# Task goal
Count the lines in the entries below that contain the string "water". Reply with the number only.
[start Raw records]
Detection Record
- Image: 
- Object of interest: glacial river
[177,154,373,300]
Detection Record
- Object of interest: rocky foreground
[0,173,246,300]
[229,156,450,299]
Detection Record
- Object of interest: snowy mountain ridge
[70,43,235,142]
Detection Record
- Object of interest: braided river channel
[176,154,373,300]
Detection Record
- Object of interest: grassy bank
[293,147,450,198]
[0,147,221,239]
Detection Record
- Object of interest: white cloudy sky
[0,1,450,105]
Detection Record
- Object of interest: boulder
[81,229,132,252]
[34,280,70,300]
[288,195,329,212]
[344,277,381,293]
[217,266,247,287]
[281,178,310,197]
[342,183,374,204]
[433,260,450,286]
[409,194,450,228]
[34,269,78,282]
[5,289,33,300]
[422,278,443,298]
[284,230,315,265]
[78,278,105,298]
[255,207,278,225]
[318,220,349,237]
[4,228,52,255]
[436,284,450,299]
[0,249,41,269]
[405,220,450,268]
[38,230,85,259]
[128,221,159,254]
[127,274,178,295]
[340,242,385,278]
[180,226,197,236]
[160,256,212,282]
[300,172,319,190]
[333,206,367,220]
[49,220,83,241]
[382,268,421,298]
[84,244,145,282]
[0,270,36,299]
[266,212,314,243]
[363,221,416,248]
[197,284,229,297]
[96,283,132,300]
[end Raw records]
[start Raw records]
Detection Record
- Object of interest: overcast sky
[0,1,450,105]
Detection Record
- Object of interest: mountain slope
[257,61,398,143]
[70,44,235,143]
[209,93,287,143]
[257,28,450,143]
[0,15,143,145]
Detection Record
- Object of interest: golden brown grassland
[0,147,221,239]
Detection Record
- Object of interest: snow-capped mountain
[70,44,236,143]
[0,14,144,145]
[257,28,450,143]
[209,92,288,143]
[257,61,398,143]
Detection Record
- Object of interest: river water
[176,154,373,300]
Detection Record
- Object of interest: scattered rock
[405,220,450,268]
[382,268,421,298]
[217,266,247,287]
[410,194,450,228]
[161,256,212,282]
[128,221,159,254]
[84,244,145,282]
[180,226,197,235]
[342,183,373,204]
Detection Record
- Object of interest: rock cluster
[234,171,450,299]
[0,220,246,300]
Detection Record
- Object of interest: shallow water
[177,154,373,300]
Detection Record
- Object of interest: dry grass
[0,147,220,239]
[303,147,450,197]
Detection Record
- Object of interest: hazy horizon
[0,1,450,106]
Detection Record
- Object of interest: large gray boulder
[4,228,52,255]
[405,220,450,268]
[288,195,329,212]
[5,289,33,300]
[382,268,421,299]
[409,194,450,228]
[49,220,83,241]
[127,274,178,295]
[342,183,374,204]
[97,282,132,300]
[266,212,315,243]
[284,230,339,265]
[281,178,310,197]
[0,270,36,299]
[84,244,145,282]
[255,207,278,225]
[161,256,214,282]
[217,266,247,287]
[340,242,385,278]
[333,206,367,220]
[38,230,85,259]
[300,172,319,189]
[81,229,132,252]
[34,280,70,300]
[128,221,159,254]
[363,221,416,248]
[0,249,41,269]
[end Raw records]
# Answer for this exercise
2